(Object point labels)
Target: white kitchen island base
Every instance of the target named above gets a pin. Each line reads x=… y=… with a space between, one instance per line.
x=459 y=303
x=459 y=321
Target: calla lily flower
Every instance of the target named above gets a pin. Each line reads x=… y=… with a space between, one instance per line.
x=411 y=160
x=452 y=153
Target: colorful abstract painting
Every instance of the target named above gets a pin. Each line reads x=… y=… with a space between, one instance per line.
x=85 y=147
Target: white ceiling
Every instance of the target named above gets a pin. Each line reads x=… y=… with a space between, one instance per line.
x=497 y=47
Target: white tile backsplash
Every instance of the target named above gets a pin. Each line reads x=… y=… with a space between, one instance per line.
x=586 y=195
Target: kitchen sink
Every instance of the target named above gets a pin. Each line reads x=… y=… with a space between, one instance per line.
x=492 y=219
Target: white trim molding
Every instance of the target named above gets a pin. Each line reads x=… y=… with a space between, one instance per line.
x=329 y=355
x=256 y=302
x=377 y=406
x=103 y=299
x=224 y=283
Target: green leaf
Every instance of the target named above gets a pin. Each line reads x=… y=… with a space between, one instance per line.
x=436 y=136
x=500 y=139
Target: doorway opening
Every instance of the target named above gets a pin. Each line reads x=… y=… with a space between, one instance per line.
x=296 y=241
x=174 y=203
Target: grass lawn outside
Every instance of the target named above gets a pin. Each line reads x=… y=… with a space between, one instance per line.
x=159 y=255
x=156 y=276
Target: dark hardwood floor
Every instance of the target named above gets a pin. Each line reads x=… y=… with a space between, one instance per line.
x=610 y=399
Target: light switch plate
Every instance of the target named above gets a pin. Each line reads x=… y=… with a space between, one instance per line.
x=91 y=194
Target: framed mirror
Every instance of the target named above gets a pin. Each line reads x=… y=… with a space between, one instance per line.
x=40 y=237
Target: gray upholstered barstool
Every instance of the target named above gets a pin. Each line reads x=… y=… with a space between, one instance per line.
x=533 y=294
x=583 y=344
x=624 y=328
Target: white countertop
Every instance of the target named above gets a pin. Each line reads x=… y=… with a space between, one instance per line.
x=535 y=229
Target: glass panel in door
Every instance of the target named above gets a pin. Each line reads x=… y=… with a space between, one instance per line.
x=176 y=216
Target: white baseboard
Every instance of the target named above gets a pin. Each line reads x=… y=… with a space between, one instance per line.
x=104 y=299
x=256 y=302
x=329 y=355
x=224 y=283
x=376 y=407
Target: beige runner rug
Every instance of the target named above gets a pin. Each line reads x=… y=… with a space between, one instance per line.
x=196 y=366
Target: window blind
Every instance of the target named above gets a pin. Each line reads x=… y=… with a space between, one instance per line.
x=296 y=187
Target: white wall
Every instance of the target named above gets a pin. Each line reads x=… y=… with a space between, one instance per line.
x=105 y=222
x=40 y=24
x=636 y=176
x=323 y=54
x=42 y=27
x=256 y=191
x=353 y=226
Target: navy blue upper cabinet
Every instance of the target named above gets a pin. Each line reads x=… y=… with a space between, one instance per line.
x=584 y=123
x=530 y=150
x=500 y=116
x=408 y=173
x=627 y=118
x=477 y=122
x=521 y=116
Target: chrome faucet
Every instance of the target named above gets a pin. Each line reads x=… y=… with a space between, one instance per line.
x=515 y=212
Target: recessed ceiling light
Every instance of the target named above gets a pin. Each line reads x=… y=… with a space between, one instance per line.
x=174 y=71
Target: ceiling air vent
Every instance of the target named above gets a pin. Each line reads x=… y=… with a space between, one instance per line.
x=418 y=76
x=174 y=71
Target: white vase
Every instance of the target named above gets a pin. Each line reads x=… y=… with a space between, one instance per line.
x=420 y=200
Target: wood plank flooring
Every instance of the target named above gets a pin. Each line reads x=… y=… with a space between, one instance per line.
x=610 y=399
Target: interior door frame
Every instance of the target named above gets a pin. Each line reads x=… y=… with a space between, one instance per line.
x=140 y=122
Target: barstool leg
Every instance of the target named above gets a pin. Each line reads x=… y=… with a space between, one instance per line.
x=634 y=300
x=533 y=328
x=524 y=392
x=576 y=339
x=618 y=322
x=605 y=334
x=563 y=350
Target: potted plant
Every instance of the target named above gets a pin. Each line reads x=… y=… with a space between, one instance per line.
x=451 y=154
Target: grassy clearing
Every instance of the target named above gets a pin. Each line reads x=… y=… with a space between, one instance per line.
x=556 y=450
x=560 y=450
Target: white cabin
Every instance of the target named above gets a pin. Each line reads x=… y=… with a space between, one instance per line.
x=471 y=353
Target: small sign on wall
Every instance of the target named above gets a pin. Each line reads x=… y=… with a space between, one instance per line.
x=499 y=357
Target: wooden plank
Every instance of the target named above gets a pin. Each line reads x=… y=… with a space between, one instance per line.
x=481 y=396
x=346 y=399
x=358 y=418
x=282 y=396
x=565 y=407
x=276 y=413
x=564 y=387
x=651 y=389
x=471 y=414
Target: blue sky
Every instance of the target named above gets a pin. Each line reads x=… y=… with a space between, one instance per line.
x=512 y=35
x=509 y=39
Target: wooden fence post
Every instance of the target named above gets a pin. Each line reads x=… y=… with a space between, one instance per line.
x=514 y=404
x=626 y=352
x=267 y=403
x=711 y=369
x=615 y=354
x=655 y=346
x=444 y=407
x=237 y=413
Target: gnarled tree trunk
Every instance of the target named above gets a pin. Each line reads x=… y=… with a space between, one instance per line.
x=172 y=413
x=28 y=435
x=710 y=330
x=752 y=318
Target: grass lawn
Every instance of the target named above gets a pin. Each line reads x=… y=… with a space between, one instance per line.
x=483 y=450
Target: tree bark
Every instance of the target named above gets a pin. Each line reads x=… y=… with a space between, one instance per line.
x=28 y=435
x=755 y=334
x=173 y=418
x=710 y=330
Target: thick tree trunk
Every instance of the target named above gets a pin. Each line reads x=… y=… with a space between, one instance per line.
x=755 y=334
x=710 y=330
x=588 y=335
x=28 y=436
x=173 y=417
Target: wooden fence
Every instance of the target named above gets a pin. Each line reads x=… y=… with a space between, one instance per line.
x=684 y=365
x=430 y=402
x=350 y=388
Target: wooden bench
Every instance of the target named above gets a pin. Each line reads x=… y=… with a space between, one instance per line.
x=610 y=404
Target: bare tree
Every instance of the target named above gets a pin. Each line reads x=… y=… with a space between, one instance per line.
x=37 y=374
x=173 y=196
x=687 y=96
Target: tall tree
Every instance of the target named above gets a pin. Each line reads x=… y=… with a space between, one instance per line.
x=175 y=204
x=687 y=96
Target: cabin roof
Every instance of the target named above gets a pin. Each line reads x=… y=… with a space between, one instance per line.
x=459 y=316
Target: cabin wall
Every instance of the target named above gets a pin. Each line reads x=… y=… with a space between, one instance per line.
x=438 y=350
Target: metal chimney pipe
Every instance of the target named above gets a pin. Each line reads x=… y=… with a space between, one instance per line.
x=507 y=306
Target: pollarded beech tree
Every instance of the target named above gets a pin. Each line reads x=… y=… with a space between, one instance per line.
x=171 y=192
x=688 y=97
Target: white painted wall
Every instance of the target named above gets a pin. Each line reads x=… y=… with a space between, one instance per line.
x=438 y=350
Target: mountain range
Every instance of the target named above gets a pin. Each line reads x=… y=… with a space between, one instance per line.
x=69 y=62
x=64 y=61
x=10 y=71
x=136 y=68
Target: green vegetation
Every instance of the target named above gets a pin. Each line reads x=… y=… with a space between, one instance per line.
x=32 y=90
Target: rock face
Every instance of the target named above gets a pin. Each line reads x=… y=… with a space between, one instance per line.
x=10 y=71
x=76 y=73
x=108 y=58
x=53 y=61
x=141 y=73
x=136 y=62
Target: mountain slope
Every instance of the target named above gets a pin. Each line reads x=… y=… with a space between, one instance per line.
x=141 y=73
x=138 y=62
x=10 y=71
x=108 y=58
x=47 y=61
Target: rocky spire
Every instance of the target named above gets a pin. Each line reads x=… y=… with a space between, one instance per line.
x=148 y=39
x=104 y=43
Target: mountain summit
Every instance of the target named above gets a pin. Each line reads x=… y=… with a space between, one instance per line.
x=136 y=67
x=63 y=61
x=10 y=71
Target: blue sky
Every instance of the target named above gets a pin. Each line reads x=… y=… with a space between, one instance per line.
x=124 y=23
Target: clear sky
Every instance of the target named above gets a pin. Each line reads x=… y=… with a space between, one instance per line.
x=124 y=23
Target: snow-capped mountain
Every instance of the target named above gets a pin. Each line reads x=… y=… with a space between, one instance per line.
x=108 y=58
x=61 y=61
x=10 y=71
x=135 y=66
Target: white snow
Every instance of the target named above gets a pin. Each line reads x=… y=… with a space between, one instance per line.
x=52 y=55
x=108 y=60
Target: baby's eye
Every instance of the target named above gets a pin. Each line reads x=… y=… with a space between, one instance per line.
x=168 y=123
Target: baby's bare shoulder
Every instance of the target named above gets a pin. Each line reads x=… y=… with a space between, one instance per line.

STATED GOAL: Copy out the lines of the listing above between the line holding "Target: wood plank flooring" and the line holding "x=563 y=350", inclusive, reproducing each one character for character.

CORRECT RESULT:
Target: wood plank flooring
Every instance of the target named above gets a pin. Each line reads x=… y=… with a space between, one instance per line.
x=610 y=399
Target: interior door frame
Every instance of the target named above gets a pin. Each line reads x=… y=… with a space between, one instance per line.
x=140 y=122
Target: barstool leg
Every instance of the target named above gets a pin. Each line reads x=… y=… with a space between, one instance per line.
x=634 y=300
x=533 y=328
x=524 y=392
x=576 y=339
x=618 y=322
x=605 y=334
x=563 y=350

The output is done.